EXERCISE GOAL:
Some lines in the listing hold the word "clicks". Return each of them.

==== RECORDED INFORMATION ====

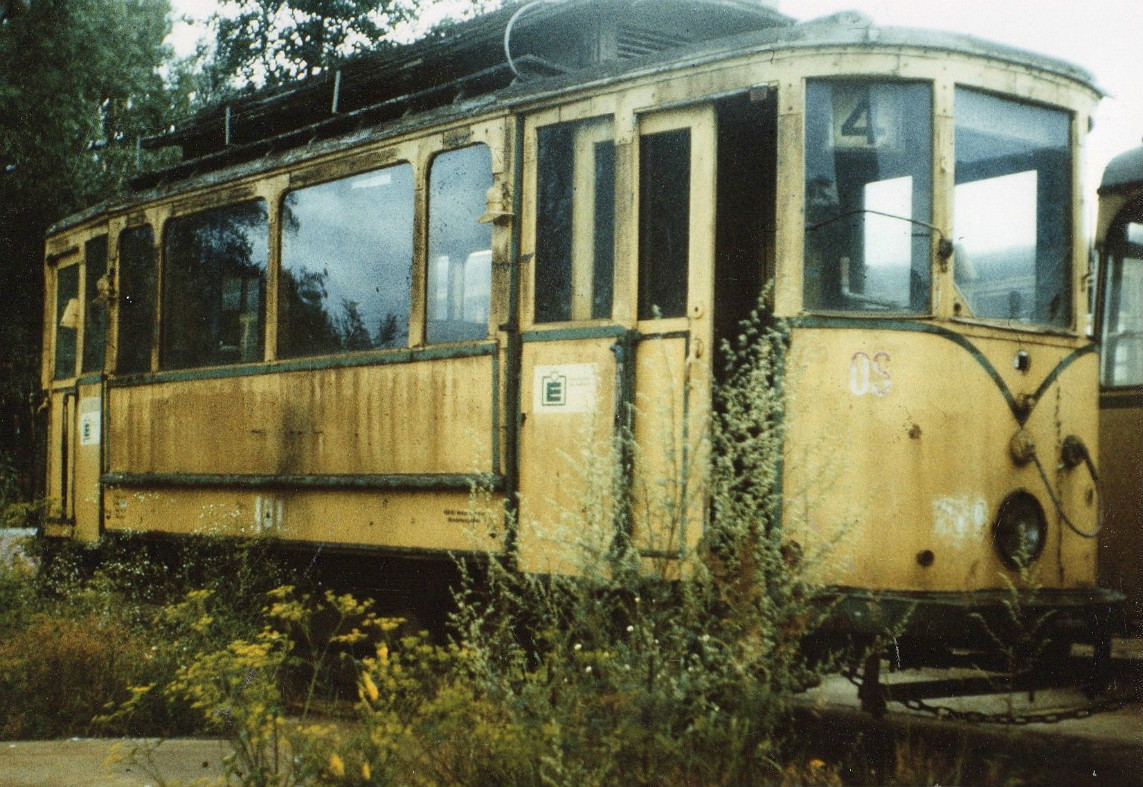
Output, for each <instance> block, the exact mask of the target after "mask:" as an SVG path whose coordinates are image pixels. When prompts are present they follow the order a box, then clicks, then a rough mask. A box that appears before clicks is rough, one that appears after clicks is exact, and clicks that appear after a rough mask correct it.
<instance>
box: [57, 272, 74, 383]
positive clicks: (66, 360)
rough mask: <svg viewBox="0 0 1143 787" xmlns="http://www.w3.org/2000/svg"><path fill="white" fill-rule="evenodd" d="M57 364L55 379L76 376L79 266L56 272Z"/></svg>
mask: <svg viewBox="0 0 1143 787" xmlns="http://www.w3.org/2000/svg"><path fill="white" fill-rule="evenodd" d="M55 329H56V363H55V378H56V379H57V380H58V379H66V378H69V377H74V376H75V345H77V338H78V334H79V330H78V329H79V265H78V264H75V265H69V266H67V267H62V268H59V270H58V271H56V320H55Z"/></svg>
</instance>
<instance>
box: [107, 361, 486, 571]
mask: <svg viewBox="0 0 1143 787" xmlns="http://www.w3.org/2000/svg"><path fill="white" fill-rule="evenodd" d="M473 352H475V351H473ZM496 385H497V379H496V355H495V346H494V345H488V346H487V347H482V348H481V351H480V352H479V353H478V354H474V355H473V356H471V358H457V359H439V360H426V361H415V362H408V363H392V364H382V366H365V367H352V368H347V369H327V370H320V371H295V372H288V374H265V375H255V376H249V377H238V378H227V377H224V378H214V379H198V380H193V379H192V380H176V382H169V383H161V384H155V385H136V386H121V387H120V386H117V387H112V388H111V392H110V412H111V419H110V424H109V443H110V444H109V449H110V473H109V476H107V477H109V481H110V484H109V492H107V500H106V507H105V527H106V529H107V530H125V529H126V530H155V529H158V530H162V531H167V532H177V533H193V532H215V533H218V535H226V536H240V535H241V536H248V535H259V533H261V535H269V536H274V537H279V538H283V539H288V540H301V541H314V543H322V541H334V543H344V544H359V545H375V546H395V547H403V548H417V549H472V548H488V549H497V548H499V543H501V541H498V540H497V538H498V537H499V533H498V532H496V533H489V532H487V531H486V530H485V531H481V530H479V529H478V528H475V527H467V525H470V524H473V523H474V521H475V519H477V517H474V516H473V515H472V514H471V513H470V508H471V506H472V504H471V492H470V490H469V488H467V487H469V484H467V483H466V482H465V479H467V477H474V476H477V475H479V474H486V475H491V474H493V473H494V472H495V465H494V461H495V457H494V450H495V449H494V447H495V444H496V434H495V429H496V417H495V409H496V405H497V404H496V403H497V391H496Z"/></svg>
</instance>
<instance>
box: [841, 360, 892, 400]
mask: <svg viewBox="0 0 1143 787" xmlns="http://www.w3.org/2000/svg"><path fill="white" fill-rule="evenodd" d="M892 360H893V358H892V356H890V355H889V353H887V352H885V351H884V350H881V351H878V352H876V353H866V352H863V351H857V352H856V353H854V356H853V360H850V361H849V392H850V393H852V394H853V395H854V396H864V395H866V394H873V395H874V396H885V395H887V394H888V393H889V392H890V391H893V378H890V377H889V361H892Z"/></svg>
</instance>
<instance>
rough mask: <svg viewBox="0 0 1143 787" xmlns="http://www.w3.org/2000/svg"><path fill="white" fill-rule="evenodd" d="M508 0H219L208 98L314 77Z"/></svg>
mask: <svg viewBox="0 0 1143 787" xmlns="http://www.w3.org/2000/svg"><path fill="white" fill-rule="evenodd" d="M501 1H502V0H465V1H464V2H462V3H457V2H442V0H219V2H218V11H216V13H215V14H214V15H213V16H211V17H210V21H209V26H210V29H211V30H213V32H214V35H213V38H214V43H213V47H210V48H208V49H207V50H206V51H202V53H200V58H201V61H202V63H203V64H205V65H203V69H202V72H203V75H205V78H206V79H205V82H206V86H205V90H206V93H207V101H215V99H222V98H225V97H226V96H229V95H231V94H233V93H235V91H240V90H247V89H251V88H261V87H269V88H274V87H279V86H282V85H288V83H289V82H293V81H295V80H297V79H302V78H304V77H312V75H314V74H317V73H319V72H321V71H323V70H326V69H328V67H330V66H333V65H335V64H336V63H338V62H339V61H343V59H345V58H349V57H353V56H354V55H360V54H365V53H370V51H377V50H379V49H384V48H387V47H392V46H395V45H398V43H406V42H408V41H410V40H413V39H416V38H419V37H422V35H424V34H426V33H427V32H429V31H427V27H426V25H425V23H424V19H425V18H426V17H430V16H437V17H441V15H440V14H435V15H434V14H431V13H430V11H431V10H432V9H434V7H437V8H439V9H440V10H445V11H446V14H445V15H443V21H442V22H441V23H440V24H441V25H447V24H449V22H455V21H456V19H459V18H470V17H472V16H474V15H477V14H480V13H483V11H487V10H490V9H493V8H495V7H497V6H498V5H499V3H501Z"/></svg>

====

ANSWER SECTION:
Output, for each <instance> block, the exact mask of the target after "mask:" as an SVG path whose coordinates are image pixels. When prompts are present they follow the order a box, then clicks, then a rough mask. A box that appears before clicks is rough, one that appears after clicks is exact, and clicks that appear after a rough mask correct it.
positive clicks: (66, 360)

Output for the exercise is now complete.